* [TASK]: Output exactly the lines from the one with "the red running" to the close of the records below, first and last included.

* [Collection entries]:
***

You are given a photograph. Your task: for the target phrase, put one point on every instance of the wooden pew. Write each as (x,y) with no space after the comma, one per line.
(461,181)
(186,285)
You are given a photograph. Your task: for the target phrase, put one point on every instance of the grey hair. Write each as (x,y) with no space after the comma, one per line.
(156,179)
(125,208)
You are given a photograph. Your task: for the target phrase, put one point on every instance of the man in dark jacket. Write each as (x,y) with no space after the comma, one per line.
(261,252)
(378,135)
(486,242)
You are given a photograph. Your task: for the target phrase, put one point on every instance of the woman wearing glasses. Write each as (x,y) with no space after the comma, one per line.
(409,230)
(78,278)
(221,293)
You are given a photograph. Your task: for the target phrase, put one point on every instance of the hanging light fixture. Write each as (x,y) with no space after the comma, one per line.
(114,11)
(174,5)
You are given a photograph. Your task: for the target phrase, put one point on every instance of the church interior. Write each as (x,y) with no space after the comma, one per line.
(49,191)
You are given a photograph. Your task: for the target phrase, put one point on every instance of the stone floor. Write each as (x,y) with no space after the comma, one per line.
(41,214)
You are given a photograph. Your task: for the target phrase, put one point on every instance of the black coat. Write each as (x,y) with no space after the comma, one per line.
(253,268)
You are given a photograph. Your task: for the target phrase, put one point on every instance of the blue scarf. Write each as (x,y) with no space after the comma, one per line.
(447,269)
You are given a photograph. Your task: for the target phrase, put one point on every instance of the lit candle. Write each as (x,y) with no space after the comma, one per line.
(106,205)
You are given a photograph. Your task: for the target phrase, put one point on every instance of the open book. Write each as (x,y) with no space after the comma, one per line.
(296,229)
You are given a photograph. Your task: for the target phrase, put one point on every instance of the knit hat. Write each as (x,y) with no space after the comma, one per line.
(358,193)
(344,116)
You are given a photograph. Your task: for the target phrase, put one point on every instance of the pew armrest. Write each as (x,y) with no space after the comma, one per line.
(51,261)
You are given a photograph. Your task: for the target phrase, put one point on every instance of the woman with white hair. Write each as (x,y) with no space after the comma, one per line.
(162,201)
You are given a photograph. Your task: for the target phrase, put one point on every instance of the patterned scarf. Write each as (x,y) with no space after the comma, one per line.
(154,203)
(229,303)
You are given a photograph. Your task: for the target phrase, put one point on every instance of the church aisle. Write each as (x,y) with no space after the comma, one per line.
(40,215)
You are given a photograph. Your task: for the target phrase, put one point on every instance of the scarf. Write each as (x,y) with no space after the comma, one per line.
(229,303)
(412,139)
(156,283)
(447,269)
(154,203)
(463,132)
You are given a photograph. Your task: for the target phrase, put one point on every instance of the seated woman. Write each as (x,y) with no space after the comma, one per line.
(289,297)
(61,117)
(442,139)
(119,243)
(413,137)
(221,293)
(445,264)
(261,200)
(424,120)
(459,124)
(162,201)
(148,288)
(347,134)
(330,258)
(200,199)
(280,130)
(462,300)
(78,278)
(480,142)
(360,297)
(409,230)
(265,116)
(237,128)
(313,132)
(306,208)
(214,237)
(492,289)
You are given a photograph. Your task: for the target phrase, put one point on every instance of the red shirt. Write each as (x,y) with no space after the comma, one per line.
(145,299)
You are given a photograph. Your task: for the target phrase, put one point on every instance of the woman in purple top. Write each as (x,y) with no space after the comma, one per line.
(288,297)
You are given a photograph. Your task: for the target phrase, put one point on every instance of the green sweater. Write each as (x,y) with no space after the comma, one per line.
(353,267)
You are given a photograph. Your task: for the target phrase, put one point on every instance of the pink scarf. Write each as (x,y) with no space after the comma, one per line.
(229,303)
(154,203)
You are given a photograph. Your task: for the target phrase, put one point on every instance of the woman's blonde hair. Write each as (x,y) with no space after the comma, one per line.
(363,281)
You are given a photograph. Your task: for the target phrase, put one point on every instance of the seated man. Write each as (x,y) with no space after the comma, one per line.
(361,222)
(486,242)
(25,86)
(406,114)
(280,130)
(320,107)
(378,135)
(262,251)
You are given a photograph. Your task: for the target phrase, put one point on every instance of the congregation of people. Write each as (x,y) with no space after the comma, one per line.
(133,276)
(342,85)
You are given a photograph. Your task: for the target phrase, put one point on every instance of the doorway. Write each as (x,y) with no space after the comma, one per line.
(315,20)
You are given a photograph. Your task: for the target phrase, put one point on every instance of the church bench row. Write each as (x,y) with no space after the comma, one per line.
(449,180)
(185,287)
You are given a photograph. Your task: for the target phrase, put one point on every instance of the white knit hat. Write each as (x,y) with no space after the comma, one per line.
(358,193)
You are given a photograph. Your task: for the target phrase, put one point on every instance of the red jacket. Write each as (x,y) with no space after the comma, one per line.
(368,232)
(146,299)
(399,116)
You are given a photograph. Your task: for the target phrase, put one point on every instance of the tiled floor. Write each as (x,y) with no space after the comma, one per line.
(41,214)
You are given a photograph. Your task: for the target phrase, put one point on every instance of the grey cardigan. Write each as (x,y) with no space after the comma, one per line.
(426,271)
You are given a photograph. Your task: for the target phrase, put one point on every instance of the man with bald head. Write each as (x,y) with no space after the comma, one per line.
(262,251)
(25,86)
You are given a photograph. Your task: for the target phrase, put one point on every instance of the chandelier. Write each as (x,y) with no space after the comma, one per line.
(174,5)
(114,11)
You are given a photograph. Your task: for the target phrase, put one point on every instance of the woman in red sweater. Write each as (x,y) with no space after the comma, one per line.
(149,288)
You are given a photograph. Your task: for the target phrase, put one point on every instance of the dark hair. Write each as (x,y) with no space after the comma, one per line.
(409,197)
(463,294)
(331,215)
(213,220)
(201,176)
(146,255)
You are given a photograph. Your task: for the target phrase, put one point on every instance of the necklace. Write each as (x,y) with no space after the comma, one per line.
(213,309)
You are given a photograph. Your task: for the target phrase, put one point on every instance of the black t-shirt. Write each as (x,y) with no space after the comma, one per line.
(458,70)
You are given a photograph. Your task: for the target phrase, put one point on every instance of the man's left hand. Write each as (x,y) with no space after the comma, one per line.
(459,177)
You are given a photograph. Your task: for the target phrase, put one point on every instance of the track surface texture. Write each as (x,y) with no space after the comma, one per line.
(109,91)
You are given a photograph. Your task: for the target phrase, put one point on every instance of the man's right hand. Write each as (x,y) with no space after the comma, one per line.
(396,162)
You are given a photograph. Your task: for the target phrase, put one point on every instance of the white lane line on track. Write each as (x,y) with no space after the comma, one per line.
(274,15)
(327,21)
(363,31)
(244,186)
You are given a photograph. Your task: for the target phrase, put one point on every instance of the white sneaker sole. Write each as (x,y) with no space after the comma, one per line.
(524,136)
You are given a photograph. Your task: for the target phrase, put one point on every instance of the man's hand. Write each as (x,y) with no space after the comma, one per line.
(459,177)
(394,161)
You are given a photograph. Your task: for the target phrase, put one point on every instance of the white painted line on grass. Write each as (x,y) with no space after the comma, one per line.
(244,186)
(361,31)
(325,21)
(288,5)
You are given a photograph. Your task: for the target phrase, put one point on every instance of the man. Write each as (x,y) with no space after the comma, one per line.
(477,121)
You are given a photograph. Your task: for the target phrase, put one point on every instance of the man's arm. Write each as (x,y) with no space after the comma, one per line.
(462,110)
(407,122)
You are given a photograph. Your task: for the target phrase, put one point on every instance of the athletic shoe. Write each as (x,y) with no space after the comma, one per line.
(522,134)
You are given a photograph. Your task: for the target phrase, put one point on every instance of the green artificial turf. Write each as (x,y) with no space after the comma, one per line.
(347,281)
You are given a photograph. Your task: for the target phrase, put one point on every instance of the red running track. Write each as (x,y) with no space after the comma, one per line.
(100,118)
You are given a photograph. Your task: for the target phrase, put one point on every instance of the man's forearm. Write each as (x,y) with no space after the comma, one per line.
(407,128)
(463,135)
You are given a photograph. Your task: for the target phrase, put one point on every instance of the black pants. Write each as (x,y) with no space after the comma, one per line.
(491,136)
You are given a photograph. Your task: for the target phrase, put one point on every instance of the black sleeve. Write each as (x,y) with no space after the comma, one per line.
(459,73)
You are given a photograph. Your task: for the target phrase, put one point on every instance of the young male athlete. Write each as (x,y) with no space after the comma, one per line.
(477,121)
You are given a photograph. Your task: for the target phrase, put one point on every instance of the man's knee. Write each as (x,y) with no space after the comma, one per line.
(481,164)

***

* [OUTPUT OF THE TASK]:
You are given a photograph. Your task: for the target phrase, put one point on every instance of the red running track. Write each as (x,y) with no space after the comma, one per line.
(100,118)
You are given a photograph. Your task: for the target phrase, put one point on every instance of the man's forearm. Write each as (x,y) with no space after the comma, one per line.
(407,128)
(463,135)
You are given a photograph. Your task: for the target phrase, put one point on every instance of the black pants. Write each as (x,y) with no space after the comma, one per line.
(491,136)
You are given a photograph. Your task: for the target phrase, put one point on every instance of the black sleeve. Write each as (x,y) with no space after the comma, one per line.
(459,73)
You are given a photograph. Your task: for the target phrase, put one point on every instance of the young male athlete. Write each as (x,y) with no space after the comma, one per line.
(477,121)
You are given a photograph. Your task: for the target phrase, put one point on every instance of the man's knee. Write each as (x,y) with no space after the comma, one per line.
(481,164)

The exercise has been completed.